### Task brief
Locate each line in the data below that includes the word "wall", and copy all of those lines.

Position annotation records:
◆ ◆ ◆ ◆

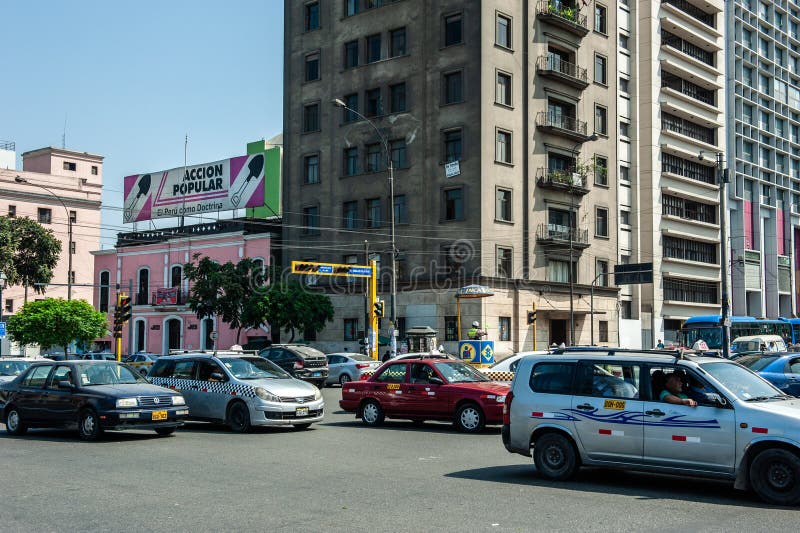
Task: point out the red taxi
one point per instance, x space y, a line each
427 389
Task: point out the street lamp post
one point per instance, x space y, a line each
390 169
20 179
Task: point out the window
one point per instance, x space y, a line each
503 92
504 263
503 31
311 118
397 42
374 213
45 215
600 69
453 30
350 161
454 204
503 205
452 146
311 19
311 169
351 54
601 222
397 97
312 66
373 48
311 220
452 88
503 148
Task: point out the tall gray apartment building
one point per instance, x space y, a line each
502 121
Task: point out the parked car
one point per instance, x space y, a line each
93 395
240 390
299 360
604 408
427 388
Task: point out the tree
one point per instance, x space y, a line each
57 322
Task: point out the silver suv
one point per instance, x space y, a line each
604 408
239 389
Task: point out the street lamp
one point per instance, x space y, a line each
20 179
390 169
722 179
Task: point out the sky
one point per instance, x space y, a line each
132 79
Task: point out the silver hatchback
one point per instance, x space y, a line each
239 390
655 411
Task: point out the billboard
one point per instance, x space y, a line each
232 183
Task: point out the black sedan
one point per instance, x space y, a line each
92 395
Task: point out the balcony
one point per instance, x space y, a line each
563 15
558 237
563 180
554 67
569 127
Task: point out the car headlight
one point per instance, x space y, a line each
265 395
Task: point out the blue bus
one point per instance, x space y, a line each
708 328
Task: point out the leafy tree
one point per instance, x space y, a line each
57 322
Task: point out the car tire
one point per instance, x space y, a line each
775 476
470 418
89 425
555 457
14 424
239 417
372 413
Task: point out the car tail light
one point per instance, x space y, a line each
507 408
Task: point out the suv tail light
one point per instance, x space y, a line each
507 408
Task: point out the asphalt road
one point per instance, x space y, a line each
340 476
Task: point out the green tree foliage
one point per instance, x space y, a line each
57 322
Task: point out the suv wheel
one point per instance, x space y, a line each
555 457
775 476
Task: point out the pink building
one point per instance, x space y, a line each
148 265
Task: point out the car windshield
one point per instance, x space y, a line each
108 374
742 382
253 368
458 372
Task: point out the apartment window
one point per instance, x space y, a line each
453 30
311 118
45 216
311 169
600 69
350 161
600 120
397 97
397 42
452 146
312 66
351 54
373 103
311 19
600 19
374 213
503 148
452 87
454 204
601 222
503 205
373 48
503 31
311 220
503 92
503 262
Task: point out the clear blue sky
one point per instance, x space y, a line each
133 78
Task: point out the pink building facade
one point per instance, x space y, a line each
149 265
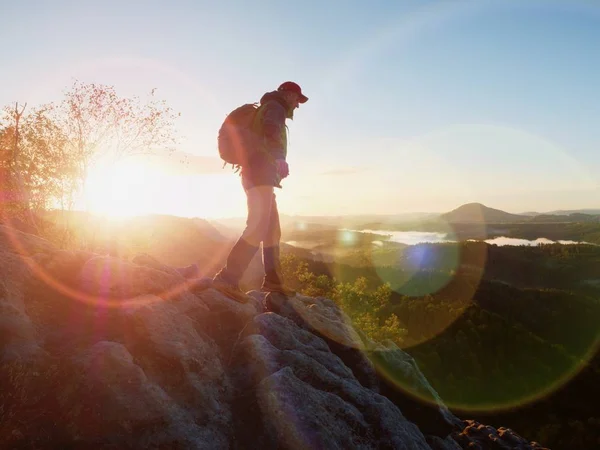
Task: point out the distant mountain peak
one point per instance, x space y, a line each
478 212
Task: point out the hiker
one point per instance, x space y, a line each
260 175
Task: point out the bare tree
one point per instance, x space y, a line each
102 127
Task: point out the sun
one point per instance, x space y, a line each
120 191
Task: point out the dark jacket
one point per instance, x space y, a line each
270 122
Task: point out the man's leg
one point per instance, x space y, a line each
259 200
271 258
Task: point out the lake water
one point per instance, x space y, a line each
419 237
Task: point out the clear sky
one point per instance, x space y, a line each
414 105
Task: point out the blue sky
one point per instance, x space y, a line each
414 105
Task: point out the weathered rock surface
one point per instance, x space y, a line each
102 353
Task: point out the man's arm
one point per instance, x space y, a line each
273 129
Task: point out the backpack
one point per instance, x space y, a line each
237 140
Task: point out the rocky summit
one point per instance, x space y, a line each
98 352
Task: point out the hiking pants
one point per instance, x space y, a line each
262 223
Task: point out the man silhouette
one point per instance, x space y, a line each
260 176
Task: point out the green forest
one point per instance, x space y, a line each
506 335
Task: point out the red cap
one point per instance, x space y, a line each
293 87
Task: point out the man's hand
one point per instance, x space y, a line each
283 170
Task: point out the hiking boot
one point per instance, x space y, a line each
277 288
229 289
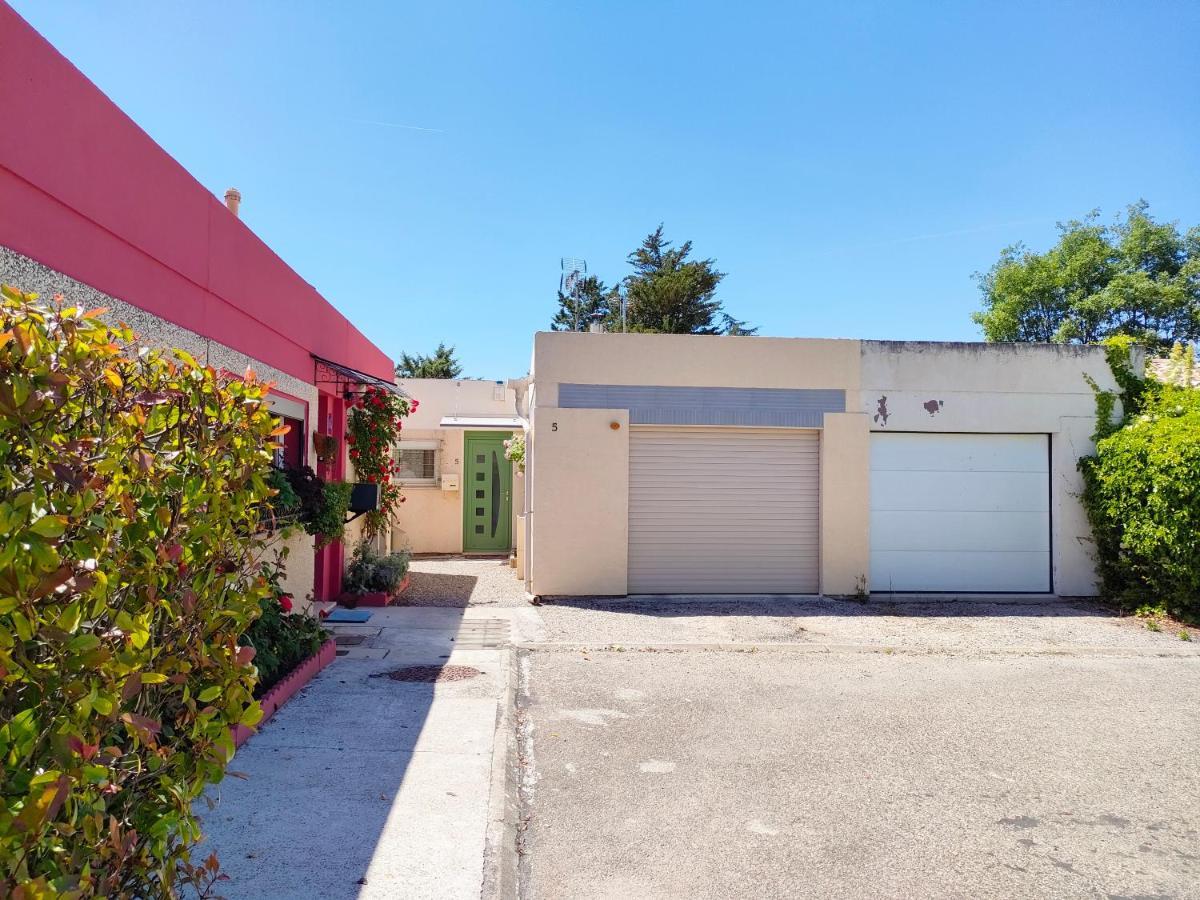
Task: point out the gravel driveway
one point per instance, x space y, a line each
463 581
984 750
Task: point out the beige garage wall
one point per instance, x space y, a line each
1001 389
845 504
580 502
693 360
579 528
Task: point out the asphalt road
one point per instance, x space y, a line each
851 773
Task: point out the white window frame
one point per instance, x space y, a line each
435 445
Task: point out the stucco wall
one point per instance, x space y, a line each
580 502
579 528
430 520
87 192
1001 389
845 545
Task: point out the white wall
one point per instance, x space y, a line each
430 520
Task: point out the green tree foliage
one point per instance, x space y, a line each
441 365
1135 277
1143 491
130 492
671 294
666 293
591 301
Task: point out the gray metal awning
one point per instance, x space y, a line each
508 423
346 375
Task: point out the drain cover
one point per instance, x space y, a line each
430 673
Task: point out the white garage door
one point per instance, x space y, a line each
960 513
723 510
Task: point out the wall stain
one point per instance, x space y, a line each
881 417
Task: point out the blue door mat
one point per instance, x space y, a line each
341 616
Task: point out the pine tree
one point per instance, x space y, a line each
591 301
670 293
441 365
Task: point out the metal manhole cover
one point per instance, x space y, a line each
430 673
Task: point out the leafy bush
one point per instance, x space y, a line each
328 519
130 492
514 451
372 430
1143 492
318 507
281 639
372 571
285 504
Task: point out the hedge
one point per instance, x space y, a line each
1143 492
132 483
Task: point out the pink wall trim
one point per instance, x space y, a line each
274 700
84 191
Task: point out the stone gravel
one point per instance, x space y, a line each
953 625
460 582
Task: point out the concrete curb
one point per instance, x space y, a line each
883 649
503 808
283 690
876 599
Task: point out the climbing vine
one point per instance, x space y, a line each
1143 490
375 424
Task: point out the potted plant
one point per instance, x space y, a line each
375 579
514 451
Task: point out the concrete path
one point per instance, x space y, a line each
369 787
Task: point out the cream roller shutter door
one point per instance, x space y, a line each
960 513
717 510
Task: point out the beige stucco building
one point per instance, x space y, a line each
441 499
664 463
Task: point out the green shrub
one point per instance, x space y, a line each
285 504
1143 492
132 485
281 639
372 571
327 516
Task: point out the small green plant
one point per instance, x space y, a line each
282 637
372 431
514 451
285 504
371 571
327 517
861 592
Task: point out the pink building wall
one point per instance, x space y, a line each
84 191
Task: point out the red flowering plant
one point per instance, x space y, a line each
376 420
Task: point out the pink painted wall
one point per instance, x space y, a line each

◆ ◆ ◆ ◆

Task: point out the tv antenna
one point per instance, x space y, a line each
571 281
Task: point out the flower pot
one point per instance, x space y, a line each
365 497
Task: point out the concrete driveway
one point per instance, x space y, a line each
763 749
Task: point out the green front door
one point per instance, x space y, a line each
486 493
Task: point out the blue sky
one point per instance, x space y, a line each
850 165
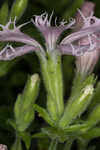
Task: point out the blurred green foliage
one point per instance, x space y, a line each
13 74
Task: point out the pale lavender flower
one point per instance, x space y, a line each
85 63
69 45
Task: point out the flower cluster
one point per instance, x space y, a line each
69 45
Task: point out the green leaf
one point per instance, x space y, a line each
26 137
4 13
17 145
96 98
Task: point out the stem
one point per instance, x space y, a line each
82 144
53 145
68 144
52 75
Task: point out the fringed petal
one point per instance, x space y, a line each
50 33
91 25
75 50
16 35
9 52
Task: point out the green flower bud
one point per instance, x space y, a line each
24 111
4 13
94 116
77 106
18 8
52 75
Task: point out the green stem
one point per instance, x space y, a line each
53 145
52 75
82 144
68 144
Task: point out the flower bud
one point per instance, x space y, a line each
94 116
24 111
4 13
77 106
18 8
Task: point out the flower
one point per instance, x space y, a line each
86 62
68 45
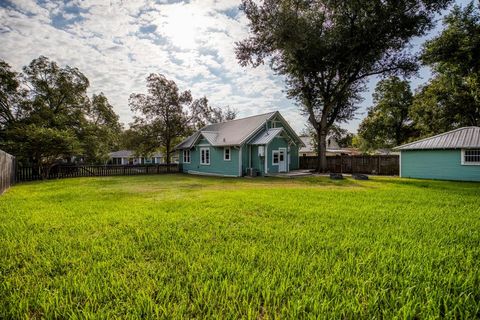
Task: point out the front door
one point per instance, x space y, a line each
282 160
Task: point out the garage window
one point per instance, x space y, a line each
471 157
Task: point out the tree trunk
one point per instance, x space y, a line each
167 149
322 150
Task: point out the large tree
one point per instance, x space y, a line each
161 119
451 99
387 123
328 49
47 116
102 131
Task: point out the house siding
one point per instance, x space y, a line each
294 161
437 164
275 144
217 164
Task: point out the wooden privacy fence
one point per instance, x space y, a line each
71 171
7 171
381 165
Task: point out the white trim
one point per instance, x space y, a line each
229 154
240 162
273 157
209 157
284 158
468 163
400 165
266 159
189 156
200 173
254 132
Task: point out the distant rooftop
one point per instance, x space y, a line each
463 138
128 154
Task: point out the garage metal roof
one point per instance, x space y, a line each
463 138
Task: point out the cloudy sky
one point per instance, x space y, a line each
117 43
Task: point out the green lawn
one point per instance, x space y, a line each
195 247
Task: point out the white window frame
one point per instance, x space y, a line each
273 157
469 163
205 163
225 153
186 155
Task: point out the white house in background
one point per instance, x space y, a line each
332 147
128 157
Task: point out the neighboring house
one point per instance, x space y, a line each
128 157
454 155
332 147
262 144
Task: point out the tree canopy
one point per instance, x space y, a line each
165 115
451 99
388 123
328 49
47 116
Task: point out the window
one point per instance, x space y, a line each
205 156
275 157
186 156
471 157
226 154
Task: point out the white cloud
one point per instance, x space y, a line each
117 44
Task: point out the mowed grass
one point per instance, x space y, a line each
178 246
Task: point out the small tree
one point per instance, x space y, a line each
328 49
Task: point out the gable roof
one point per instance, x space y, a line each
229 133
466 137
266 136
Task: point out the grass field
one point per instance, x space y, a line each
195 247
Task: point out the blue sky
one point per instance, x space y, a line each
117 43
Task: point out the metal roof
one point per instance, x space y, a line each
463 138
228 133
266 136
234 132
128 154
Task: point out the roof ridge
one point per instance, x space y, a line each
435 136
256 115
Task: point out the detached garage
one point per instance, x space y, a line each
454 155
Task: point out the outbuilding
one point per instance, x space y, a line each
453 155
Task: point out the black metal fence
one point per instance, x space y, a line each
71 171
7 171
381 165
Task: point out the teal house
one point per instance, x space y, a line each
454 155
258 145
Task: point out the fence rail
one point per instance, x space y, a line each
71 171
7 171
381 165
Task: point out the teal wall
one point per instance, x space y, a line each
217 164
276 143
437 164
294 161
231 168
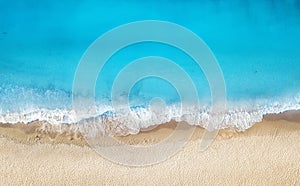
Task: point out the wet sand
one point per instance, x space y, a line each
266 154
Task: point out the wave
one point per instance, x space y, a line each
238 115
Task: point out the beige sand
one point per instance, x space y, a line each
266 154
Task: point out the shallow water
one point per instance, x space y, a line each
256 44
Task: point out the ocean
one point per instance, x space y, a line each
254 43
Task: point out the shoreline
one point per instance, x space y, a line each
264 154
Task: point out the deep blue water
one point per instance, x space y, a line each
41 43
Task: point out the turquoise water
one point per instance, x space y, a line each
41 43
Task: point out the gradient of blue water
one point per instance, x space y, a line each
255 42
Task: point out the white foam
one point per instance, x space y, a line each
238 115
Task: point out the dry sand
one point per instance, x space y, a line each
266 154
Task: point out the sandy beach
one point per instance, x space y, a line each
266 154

◆ ◆ ◆ ◆

### Written response
Task: point out the beige garage wall
Task: point out the stucco wall
Task: point out the white wall
Task: point out the wall stain
Task: point out the pink wall trim
Task: point out the pink building wall
Task: point out the pink painted wall
Task: point out the teal wall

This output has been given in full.